__DATA UNDER STUDY__:
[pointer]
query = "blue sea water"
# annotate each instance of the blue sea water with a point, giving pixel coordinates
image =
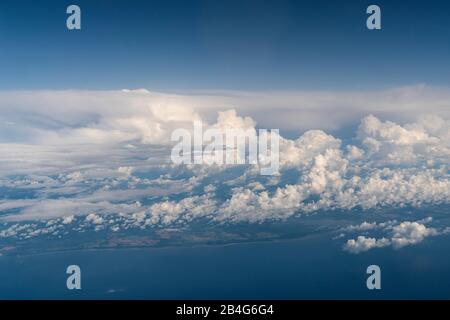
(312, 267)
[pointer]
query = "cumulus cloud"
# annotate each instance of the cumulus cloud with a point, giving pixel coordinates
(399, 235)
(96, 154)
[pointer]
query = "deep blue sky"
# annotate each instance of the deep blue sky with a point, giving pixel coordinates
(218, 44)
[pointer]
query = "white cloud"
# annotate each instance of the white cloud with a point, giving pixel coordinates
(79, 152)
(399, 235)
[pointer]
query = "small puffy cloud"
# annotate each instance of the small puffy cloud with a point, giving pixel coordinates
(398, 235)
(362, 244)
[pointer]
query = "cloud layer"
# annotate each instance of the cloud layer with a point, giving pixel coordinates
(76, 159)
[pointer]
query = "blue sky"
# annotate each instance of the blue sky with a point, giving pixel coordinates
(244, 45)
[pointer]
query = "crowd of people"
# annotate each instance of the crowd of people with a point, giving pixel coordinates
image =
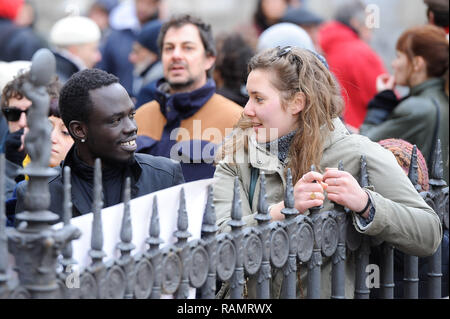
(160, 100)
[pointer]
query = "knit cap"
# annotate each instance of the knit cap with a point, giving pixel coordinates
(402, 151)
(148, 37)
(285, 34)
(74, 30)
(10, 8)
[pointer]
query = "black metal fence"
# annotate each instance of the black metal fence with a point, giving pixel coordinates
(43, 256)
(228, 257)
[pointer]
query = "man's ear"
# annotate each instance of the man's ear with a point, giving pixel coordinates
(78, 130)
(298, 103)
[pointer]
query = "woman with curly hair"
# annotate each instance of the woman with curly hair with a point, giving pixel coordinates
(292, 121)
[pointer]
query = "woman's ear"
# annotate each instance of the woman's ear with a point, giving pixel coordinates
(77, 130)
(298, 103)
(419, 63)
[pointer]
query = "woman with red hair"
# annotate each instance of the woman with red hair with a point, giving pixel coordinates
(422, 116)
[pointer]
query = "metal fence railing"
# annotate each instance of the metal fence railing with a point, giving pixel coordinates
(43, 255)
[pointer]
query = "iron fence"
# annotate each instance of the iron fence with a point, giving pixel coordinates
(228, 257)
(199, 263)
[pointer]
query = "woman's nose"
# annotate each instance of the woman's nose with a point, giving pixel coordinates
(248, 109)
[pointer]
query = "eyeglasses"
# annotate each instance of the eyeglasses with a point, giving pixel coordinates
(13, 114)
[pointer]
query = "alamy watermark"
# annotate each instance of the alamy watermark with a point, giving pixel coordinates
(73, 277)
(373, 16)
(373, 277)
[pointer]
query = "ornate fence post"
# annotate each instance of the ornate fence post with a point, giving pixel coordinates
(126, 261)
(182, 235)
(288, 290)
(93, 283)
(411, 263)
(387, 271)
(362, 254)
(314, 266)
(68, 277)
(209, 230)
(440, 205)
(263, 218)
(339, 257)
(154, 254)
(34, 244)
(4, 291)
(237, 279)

__EXERCISE GOAL__: Please repeat the records above word for word, and do not include the pictures.

__TASK SOLUTION__:
[pointer]
query = "blue sea water"
# annotate each instance of the blue sea water with a point, giving pixel coordinates
image =
(312, 267)
[pointer]
query = "cumulus cloud"
# annotate each instance of the cumulus cloud with a point, giving pixel coordinates
(399, 235)
(96, 154)
[pointer]
query = "deep blue sky"
# annotate each instance of the deep blue sky with a point, giving pixel coordinates
(218, 44)
[pointer]
query = "white cloud"
# annotate each instance of the white cloud with a point, giving pixel coordinates
(79, 152)
(399, 235)
[pointer]
query = "small puffy cloud"
# annotate each instance of the small puffy cloud with a point, giving pixel coordinates
(398, 235)
(362, 244)
[pointer]
query = "cloud layer"
# annotate each instance of the cloud layer with a point, giving pixel coordinates
(76, 159)
[pointer]
query = "blue sky"
# annotate each instance of the blue sky with a point, giving pixel coordinates
(244, 45)
[pointer]
query = "crowd of people"
# annotate each instance of the crowd of people with a point, giving pixel coordinates
image =
(160, 100)
[pointer]
query = "knit cap"
# annotate each instance of the knit cap with a point, giving pixel coordinates
(402, 151)
(148, 37)
(285, 34)
(74, 30)
(10, 8)
[pointer]
query = "black metal fence"
# annotate each instance of the black metal fence with a point, giving pixel coordinates
(43, 256)
(228, 257)
[pointer]
query = "man's ear"
# annotate each instance of the man's ear with a point, giving pixel coordinates
(78, 130)
(298, 103)
[pointer]
query = "woman with curly hair"
# annotate each instance of the woman with curly hair with a point, giving pixel coordinates
(292, 121)
[pointer]
query = "woman's ear"
# annotate each instance of the woman's ear with a point, giving pixel coordinates
(77, 130)
(298, 103)
(419, 63)
[pointer]
query = "woman with red hair"
# annotate each instance of the woman with red hair with a point, giving pixel coordinates
(422, 116)
[pointer]
query = "metal fence railing"
# annotate each instance of the metal fence railing with a point, giving pixel coordinates
(43, 255)
[pointer]
query = "iron fence"
# annotate each instance of the iron fence with a point, giving pixel coordinates
(228, 257)
(199, 263)
[pointer]
query = "woman's nose"
# annotate each instance of the woman's nose with a point, giving pixel coordinates
(248, 109)
[pointer]
query = "eyeglasses"
# annotate each instance of the eyeglasses with a point, giving pixel coordinates
(13, 114)
[pointer]
query = "alamy watermark"
# annotate each instance of the alamy watermark with a point, giving pixel coordinates
(73, 277)
(373, 16)
(373, 277)
[pointer]
query = "ornate fence post"
# annotate each instance of the ornate fence post with a point, giving pixel coordinates
(126, 261)
(182, 235)
(288, 290)
(93, 283)
(411, 263)
(387, 271)
(362, 254)
(314, 266)
(68, 277)
(209, 230)
(440, 205)
(263, 218)
(339, 257)
(154, 254)
(34, 244)
(4, 291)
(237, 279)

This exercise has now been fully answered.